Task requirements ::
a) List every Python data type named in the passage on Python data types.
b) Answer these questions from the passage on Python data types, one answer per line:
(i) What output does `d.upper()` return?
(ii) What is the formal term for an object being changed in place?
(iii) Which characters are used to create a `set`?
c) According to the passage on Python data types, why do `set` objects offer faster processing than `list` and `tuple` objects in various situations?

Let's create another example `d` to see further examples of methods.

In [12]:
d = "Python rocks"

The type of `d` is `str`, which is short for "**string**" and is defined in computer science as a sequence of characters.

In [13]:
type(d)

str

`str` objects support various methods that "make sense" in the context of textual data, for example, the `.lower()` and `.upper()` methods.

In [14]:
d.lower()

'python rocks'

In [15]:
d.upper()

'PYTHON ROCKS'

### "Complex" Data Types

The examples in the previous section are considered "simple" as they only model *scalar* values (i.e., an individual object per example). However, we have already seen an example of a more "complex" object, namely the `list` called `numbers` from before.

In [16]:
numbers = [1, 2, 3, 4]

In [17]:
type(numbers)

list

In [18]:
numbers

[1, 2, 3, 4]

`list` objects also come with specific methods on them, for example, the `.append()` method that adds another element at the end of a `list`.

In [19]:
numbers.append(5)

Note how the `.append()` method does not lead to any output below the code cell. That is an indication that `numbers` is "changed in place." The formal term for this property is **mutability**. A good working definition is: Any object whose value can be changed *after* its creation, is a **mutable** objects. Objects *without* this property are called **immutable**.

An example for the latter, is the `tuple` data type. `tuple`s are simply `list`s with the additional property that they cannot be changed. Everything is else is the same as for `list`s. `tuple`s are created with parentheses replacing the brackets.

In [20]:
more_numbers = (7, 8, 9)

`more_numbers` does not know about the `.append()` method.

In [21]:
more_numbers.append(10)

AttributeError: 'tuple' object has no attribute 'append'

Whereas both `list` and `tuple` objects perserve the **order** of their elements, the `set` data type does not. Additionally, any object may only be an element of a `set` at most once. The syntax to create `set`s are curly braces, `{` and `}`. By giving up order, `set` objects offer significantly increased processing speed in various situations.

In [22]:
other_numbers = {3, 2, 1, 3, 3, 2}

In [23]:
other_numbers

{1, 2, 3}

One last example of a "complex" data type is the `dict`ionary type, which models a mapping relationship among the objects it contains. The syntax to create `dict`s also involves curly braces with the additon of using a `:` to specify the mapping relationships.

Records supplied ::
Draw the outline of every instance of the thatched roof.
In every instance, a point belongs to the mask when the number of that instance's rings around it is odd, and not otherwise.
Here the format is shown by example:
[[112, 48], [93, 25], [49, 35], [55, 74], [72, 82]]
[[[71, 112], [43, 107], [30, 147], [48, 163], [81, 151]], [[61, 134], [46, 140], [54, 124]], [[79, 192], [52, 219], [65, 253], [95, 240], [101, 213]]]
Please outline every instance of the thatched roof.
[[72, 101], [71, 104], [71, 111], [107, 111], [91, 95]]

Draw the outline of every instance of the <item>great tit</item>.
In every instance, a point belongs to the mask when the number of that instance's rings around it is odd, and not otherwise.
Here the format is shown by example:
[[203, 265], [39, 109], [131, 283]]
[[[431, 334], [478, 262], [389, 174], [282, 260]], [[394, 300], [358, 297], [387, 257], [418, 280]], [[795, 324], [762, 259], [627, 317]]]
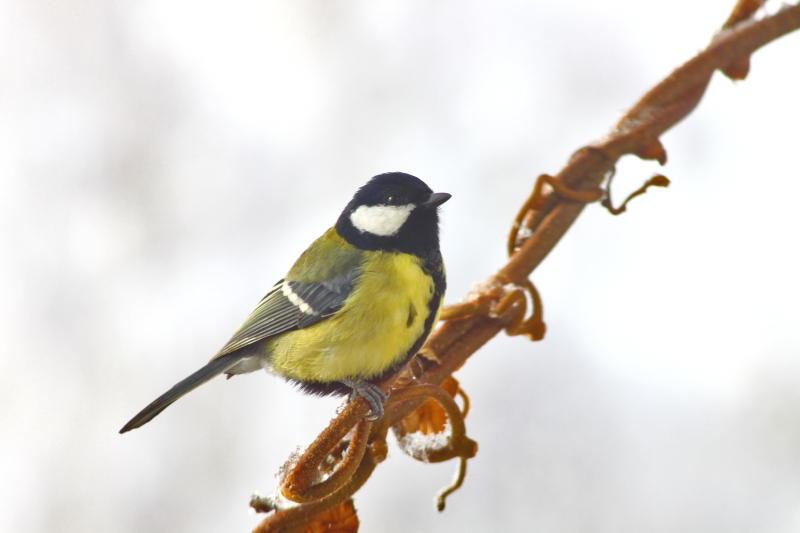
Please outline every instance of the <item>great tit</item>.
[[442, 309], [438, 207], [450, 199], [419, 178], [380, 174], [300, 256], [211, 361], [145, 407], [120, 433], [152, 420], [217, 376], [267, 369], [304, 392], [363, 396], [425, 343]]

Per-task outputs ::
a) str, list, tuple, set, dict

b)
(i) 'PYTHON ROCKS'
(ii) Mutability
(iii) Curly braces, `{` and `}`

c) Unlike `list` and `tuple` objects, `set` objects do not preserve the order of their elements. By giving up order, they gain significantly increased processing speed in various situations.